Exercise objective: Would you transcribe the data word for word?
▶
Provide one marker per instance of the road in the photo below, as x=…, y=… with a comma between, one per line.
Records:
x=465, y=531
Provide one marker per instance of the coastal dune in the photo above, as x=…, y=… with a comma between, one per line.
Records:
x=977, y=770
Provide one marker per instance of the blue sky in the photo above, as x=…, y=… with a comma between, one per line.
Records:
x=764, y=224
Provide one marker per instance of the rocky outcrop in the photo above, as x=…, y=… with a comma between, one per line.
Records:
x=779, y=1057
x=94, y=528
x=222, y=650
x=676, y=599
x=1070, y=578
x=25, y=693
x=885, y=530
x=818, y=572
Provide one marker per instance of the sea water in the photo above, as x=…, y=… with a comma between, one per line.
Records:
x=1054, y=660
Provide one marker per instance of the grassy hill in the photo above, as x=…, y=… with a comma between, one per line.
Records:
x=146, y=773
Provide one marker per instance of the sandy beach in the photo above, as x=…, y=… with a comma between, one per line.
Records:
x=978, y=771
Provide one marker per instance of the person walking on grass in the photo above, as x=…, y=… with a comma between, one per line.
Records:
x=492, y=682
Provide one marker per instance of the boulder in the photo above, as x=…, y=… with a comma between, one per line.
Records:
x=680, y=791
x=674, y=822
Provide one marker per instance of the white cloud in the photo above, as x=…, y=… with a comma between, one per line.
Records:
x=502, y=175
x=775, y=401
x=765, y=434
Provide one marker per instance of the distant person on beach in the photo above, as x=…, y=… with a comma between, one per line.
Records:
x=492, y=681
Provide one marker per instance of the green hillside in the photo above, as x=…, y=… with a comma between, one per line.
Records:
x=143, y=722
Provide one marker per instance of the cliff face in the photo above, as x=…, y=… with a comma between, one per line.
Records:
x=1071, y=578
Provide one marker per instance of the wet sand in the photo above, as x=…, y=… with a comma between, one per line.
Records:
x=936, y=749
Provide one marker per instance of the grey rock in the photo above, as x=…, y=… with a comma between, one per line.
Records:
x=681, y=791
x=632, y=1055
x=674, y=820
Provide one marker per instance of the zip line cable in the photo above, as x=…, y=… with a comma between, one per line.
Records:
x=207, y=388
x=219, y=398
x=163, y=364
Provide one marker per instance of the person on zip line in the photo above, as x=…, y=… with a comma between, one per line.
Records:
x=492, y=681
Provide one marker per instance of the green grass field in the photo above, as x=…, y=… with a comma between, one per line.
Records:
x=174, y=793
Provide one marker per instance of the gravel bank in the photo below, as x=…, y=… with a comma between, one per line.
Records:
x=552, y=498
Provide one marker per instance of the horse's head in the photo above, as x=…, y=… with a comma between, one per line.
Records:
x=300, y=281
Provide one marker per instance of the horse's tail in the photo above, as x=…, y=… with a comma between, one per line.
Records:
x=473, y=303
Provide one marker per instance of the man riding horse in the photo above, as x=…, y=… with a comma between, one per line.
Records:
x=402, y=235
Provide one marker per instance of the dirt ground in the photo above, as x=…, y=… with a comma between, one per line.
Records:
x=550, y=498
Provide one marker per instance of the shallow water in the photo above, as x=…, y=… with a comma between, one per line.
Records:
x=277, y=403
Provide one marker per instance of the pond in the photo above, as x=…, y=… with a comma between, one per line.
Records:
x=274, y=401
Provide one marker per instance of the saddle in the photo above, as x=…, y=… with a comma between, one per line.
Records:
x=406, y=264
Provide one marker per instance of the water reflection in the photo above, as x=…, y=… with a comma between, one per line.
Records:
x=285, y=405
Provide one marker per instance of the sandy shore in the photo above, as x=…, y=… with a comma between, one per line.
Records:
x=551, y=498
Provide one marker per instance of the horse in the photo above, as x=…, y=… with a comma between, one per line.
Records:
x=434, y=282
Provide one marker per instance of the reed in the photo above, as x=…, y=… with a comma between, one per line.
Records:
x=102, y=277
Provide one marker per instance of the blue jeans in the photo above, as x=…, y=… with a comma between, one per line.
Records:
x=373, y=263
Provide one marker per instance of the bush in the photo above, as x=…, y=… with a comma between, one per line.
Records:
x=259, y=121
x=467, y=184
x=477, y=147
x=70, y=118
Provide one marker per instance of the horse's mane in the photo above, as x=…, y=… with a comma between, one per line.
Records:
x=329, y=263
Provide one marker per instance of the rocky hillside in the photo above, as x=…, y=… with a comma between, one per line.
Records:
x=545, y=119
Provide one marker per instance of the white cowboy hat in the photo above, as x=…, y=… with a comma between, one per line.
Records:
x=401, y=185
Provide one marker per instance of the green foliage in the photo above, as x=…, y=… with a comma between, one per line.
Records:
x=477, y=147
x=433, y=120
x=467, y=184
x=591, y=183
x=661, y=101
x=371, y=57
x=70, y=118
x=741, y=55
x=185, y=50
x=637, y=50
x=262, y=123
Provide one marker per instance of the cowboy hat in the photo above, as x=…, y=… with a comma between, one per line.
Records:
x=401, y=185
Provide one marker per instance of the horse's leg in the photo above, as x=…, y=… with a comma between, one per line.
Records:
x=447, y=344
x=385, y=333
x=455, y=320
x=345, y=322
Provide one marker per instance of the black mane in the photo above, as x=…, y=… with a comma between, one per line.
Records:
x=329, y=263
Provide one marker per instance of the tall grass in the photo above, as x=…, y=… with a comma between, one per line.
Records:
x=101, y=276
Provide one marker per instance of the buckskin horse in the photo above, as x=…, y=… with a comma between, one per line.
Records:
◀
Written solution:
Provide one marker per instance of the road in the photo below, as x=…, y=… with a comma between, one per line.
Records:
x=465, y=531
Provide one marker per instance of the coastal dune in the photo above, as x=…, y=… with a comma between, one per line.
Records:
x=977, y=770
Provide one marker per instance of the blue sky in the photo above, as x=…, y=… with a comma between, one per line.
Records:
x=764, y=224
Provide one marker per instance of the rocky outcrop in the photo above, as x=…, y=… with a comma between, one per line.
Records:
x=779, y=1057
x=94, y=528
x=222, y=650
x=676, y=599
x=1070, y=578
x=25, y=693
x=885, y=530
x=818, y=572
Provide one marker per instance of the sea water in the photo above, as x=…, y=… with a comma between, one per line.
Records:
x=1054, y=660
Provide one marker per instance of the grassy hill in the photo above, as x=…, y=… with a comma between, one per line.
Records:
x=146, y=773
Provide one marker per instance of the sandy beach in the photo above, as x=…, y=… with a comma between, one per line.
Records:
x=978, y=771
Provide one marker per instance of the person walking on grass in the photo above, as x=…, y=… with a comma between, one per line.
Records:
x=492, y=682
Provide one marker per instance of the boulder in the photo above, as x=…, y=… with a comma between, one per line.
Records:
x=680, y=791
x=674, y=822
Provide one marker per instance of the white cloud in the photo above, as x=…, y=… with a comma between, one per line.
Records:
x=502, y=175
x=775, y=401
x=765, y=434
Provide one marker per instance of the distant person on beach in the photo above, as x=…, y=… with a comma between, one per line.
Records:
x=492, y=681
Provide one marker per instance of the green hillside in the photo above, as x=…, y=… with a comma between, one per line.
Records:
x=143, y=722
Provide one marker per instance of the cliff face in the photo above, as x=…, y=… with a comma between, one per line.
Records:
x=1071, y=578
Provide one marker per instance of the wet sand in the photo above, as x=…, y=… with a comma between, one per line.
Records:
x=936, y=749
Provide one marker per instance of the grey rock in the photo above, as x=…, y=… with a comma between, one per line.
Records:
x=681, y=791
x=632, y=1055
x=674, y=820
Provide one marker per instance of the zip line cable in the photo above, as x=…, y=… with a comma between, one per line.
Records:
x=207, y=388
x=219, y=398
x=163, y=364
Provide one marker per instance of the person on zip line in the photo above, as x=…, y=… with a comma between, one per line.
Records:
x=492, y=681
Provide one marker per instance of the green grass field in the photo above, as x=…, y=… with a comma between, one per line.
Records:
x=174, y=793
Provide one marker per instance of the gravel bank in the photo below, as x=…, y=… with a comma between, one per line.
Records:
x=552, y=498
Provide one marker per instance of the horse's head in the photo above, as x=…, y=… with a comma between, one per line.
Records:
x=300, y=281
Provide one marker per instance of the horse's tail in the photo above, as x=…, y=… with a comma between, one per line.
Records:
x=473, y=303
Provide one marker per instance of the man riding horse in the photo above, as x=…, y=… with a comma between, one per line.
Records:
x=402, y=235
Provide one marker per instance of the dirt ground in the photo above, as x=…, y=… with a comma between, one per line.
Records:
x=550, y=498
Provide one marker per instance of the shallow water in the photo above, as x=…, y=… with a comma between, one per line.
Records:
x=277, y=403
Provide one marker per instance of the pond in the photo above, as x=…, y=… with a comma between, one per line.
Records:
x=274, y=401
Provide one marker per instance of the saddle in the photo above, as x=…, y=… with a comma between, one per line.
Records:
x=406, y=264
Provide one marker per instance of the water reflection in the photo above, as x=…, y=… with a comma between, one per line.
Records:
x=285, y=405
Provide one marker per instance of the sandy shore in the photo above, as x=…, y=… with a comma between, one per line.
Records:
x=551, y=498
Provide one marker per instance of the horse in the photo above, as x=…, y=… with a comma between, one per line.
Records:
x=434, y=282
Provide one marker per instance of the reed in the photo above, as x=…, y=… with a comma between, one per line.
Records:
x=102, y=277
Provide one marker per instance of the blue jeans in the photo above, as x=…, y=… with a comma between, one per line.
Records:
x=373, y=263
Provide one marker per instance of the bush in the photo above, as x=…, y=… with a comma between, one per line.
Records:
x=259, y=121
x=467, y=184
x=477, y=147
x=70, y=118
Provide one marker per instance of the horse's mane in the photo above, as x=…, y=… with a comma between, one per line.
Records:
x=329, y=263
Provide one marker per instance of the rocky hillside in the photo above, as x=…, y=… with a comma between, one per line.
Records:
x=545, y=119
Provide one marker per instance of the white cowboy hat in the photo above, as x=…, y=… with a comma between, one per line.
Records:
x=401, y=185
Provide one marker per instance of the green foliage in the photo above, as x=…, y=… with a comma between, one per line.
Records:
x=477, y=147
x=433, y=120
x=467, y=184
x=591, y=183
x=661, y=101
x=371, y=57
x=70, y=118
x=741, y=55
x=185, y=50
x=637, y=50
x=262, y=123
Provide one marker per instance of the cowboy hat in the photo above, as x=…, y=… with a comma between, one per line.
Records:
x=401, y=185
Provide one marker per instance of the horse's leg in the photo above, as x=…, y=… with a comma between, one per line.
Records:
x=447, y=344
x=385, y=333
x=455, y=320
x=345, y=322
Provide one marker per instance of the black mane in the photo above, as x=…, y=… with a comma between, one per line.
Records:
x=329, y=263
Provide one marker per instance of the tall grass in the photo above, as x=…, y=… with a comma between, one per line.
Records:
x=101, y=276
Provide one marker per instance of the buckskin horse in the photo above, as x=…, y=… with a comma between, one per line.
Records:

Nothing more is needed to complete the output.